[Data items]
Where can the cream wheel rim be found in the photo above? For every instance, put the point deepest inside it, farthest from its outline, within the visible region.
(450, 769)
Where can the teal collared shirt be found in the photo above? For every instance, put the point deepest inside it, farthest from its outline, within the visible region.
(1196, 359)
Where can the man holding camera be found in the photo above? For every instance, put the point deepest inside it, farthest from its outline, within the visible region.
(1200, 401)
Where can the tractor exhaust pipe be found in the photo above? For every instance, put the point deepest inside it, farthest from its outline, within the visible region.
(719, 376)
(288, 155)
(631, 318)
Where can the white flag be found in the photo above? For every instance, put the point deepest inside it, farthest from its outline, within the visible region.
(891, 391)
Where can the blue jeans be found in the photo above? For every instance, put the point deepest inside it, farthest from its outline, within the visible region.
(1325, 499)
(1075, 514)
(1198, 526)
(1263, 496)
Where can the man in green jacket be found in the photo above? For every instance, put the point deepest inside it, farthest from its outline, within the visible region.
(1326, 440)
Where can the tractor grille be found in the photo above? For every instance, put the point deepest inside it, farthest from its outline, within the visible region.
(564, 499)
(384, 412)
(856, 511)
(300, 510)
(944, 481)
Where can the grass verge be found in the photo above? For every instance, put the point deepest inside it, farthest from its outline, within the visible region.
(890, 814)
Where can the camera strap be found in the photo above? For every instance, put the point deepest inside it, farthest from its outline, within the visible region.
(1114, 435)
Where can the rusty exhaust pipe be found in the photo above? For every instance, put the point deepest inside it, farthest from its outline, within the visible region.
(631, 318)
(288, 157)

* [STATED GOAL]:
Copy the records again, requests included, from the line with "Where can the grass" through the end of the records. Shift every coordinate in the answers up by 111.

* [ANSWER IN FULL]:
Where can the grass verge be found in the photo above? For every instance, put the point deepest inside it, farthest from its outline, within the visible region.
(1001, 925)
Where can the camera strap be found in the photo above? For every instance, put the point deepest inside it, farthest from its outline, within the visible region.
(1225, 546)
Where can the rusty exhaust pipe be found in the photo above? For every instance, put the point deepest inside it, farthest from its outline, within the visible region.
(742, 429)
(399, 268)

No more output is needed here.